**Enunciado 1:** Reúna e copie cada linha da listagem em que aparece a palavra "query".

**Trecho fornecido:**
--

O fim da promessa só virá depois que Bentinho passar algum tempo no seminário. Acontecimento que lhe trouxe uma grata amizade, Ezequiel Escobar.

É justamente esse amigo bonito, esperto e bastante sedutor que trará uma solução para o problema de Bentinho: trocar a promessa.

A mãe de Bentinho, Dona Glória, custeia a formação de um outro menino que se ordenará padre no lugar do filho. Assim acontece e Bentinho, então, fica livre para cursar Direito e se casar com sua amada Capitu.

Todos ficam felizes, inclusive Escobar que se casa com a melhor amiga de Capitu, Sancha.

Assim, logo temos dois casais jovens e felizes. Mas as sombras começam a rondar a vida de Bento e sua esposa quando esta, passados alguns meses de casados, não consegue engravidar.

--

**Dados do exercício:**
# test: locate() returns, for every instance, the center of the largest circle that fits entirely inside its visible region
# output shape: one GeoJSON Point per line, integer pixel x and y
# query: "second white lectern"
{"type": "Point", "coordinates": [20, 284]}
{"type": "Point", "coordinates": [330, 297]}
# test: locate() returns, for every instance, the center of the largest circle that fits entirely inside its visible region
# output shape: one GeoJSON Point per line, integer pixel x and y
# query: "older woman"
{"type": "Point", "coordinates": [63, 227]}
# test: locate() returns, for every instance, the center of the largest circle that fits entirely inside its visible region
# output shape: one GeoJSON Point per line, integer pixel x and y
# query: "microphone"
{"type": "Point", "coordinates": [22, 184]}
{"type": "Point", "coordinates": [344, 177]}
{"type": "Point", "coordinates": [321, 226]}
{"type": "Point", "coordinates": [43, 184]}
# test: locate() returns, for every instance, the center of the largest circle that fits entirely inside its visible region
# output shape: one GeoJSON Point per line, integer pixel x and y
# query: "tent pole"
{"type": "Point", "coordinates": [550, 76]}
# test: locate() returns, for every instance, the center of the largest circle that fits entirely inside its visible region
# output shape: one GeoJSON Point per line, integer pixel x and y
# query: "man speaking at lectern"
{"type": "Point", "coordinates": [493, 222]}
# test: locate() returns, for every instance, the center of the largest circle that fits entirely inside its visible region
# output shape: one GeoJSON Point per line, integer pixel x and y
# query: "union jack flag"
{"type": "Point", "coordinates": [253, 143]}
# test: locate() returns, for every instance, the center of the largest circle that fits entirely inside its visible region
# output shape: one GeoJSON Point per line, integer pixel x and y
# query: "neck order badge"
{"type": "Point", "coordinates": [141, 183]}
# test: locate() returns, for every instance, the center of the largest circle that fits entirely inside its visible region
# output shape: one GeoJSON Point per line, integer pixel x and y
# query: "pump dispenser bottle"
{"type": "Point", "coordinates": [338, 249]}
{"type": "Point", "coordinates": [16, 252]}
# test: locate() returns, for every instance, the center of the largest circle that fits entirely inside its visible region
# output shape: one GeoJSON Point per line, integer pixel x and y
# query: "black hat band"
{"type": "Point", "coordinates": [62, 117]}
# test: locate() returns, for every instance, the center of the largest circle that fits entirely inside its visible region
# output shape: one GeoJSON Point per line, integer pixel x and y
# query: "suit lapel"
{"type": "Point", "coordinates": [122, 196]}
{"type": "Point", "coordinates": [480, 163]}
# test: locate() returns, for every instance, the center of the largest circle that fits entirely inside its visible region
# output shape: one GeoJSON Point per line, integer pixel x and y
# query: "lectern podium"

--

**Enunciado 2:** No trecho sobre Bentinho e Capitu, com quem Escobar se casa?

**Resultado da tarefa 1:**
# query: "second white lectern"
# query: "older woman"
# query: "microphone"
# query: "tent pole"
# query: "man speaking at lectern"
# query: "union jack flag"
# query: "neck order badge"
# query: "pump dispenser bottle"
# query: "black hat band"
# query: "suit lapel"
# query: "lectern podium"

**Resultado da tarefa 2:** Com Sancha, a melhor amiga de Capitu.